**Given request**
Extend the paper below on DeadMan's Handle and notebook encryption, starting right after its final sentence.

─── Extract to read

This paper describes the relationship between DeadMan's Handle (DMH) and the use of cryptographic systems on notebooks. It explains why DeadMan's Handle can be a valuable addition to the use of cryptography in enhancing notebook security. This document attempts to give a non-technical overview; most especially, it is not a primer in cryptography or the operation of DMH.
Cryptography is a growing area. As a technology, it has migrated from the almost exclusive domain of the military to being endemic in civilian applications. Whilst the first commercial uses were in banking, cryptographic systems have moved into the mainstream of computing. They are, for example, heavily used in the communications links in the World Wide Web – especially when purchasing is involved.
One area where cryptography has grown recently is in the protection of information on computers. This can be implemented in any number of ways, for example:
1. The information may be encrypted by the disk operating system.
2. There may be special 'safes', or 'logical drives': any files placed in these will be encrypted.
3. Programs may specifically encrypt certain designated files.
In all three cases the systems often require the use of passwords, which are used to control the cryptographic keys. In some cases the password may be tied to the sign-on password.
The security aim is that if the notebook is lost then any thief will be unable to read the encrypted information, as the attacker will not know the password. Without knowing the password, the information looks like random numbers and may not even be obviously accessible (for example the 'safe' cannot be opened).
Clearly in many cases this will be a highly effective means of security. Should the notebook go missing the encrypted files will be normally impossible to read, especially as modern systems use extremely powerful cryptographic routines.

──────
─── Dataset rows

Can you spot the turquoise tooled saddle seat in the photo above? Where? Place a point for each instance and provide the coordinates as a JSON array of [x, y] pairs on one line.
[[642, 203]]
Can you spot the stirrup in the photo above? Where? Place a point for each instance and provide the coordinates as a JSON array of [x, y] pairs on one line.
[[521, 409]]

──────
─── Dataset rows

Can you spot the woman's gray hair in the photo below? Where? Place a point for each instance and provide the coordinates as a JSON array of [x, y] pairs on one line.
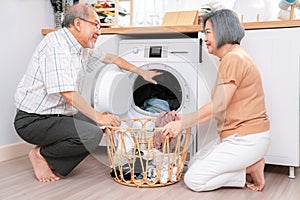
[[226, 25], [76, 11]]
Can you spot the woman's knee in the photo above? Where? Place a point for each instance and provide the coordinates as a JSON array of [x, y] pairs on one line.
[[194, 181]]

──────

**Final answer**
Unfortunately there are limitations to the use of cryptography and it can also have unexpected side-effects. Perhaps the first limitation is that many cryptographic systems assume the machine is in a controlled environment. Windows-based encryption is generally based on the idea that the machine is protected by the logon password, which directs any specified encryption. However if the notebook has gone missing then it is a very simple procedure to reset the Administrator's account password: this account may then allow the thief to 'recover' the encrypted files as the 'Data Recovery Agent' (see reference [1] for comments on this).
However, cryptographic systems can fail for many other reasons (see references [2] and [3] for a background discussion of this area, these papers also have a number of references which are useful). One general weakness is poor usage of the system by individuals: easily guessed passwords to the cryptographic system are chosen – or even written down on a sticker and stuck on the notebook. Or people use the same password across different systems. The password then becomes as safe as the weakest system that is using it (which will often be something like a web browser which has been told to remember the password).
Another level of problems lies with organisational misuse of encryption systems. As these systems get larger, they generally meet what is known as a 'key management' issue. Put simply, different people want to read the same encrypted files. Therefore these people need access to the key that lets them read the files. Yet the key cannot be known to everyone; what is worse is that the organisation needs different keys for different groups of people, who want to share information whilst excluding others. With one or two people key management is easy, with 10,000 it becomes a nightmare.
Although methods have been invented to help deal with the problem (such as one called 'public key infrastructure') they have tended to mitigate the problem rather than solve it. They have also introduced complexities of their own. This has led to organisations effectively misusing cryptographic keys as managing them appropriately has become too complex. The simplest example is that everyone in the organisation really does get the same key.
All these issues tend to lead to possible compromise of the cryptographic defences on the notebook. If an opportunistic thief of the laptop sees a sticky label on the side with 'axybbb' written on it he or she may well make certain deductions.
There is another concern with cryptography: it marks a notebook as interesting. The fact that effort has been taken to encrypt information would imply that there is something valuable on the machine. Once this has been detected, the thief may – instead of selling it at the nearest car boot sale – take it to a more experienced contact for analysis. The possible results might be unpleasant.
DeadMan's Handle is envisaged as an addition to cryptography, not a replacement for it. It provides an extra level of protection – what is known as 'security in depth' – always regarded as a good security model to follow.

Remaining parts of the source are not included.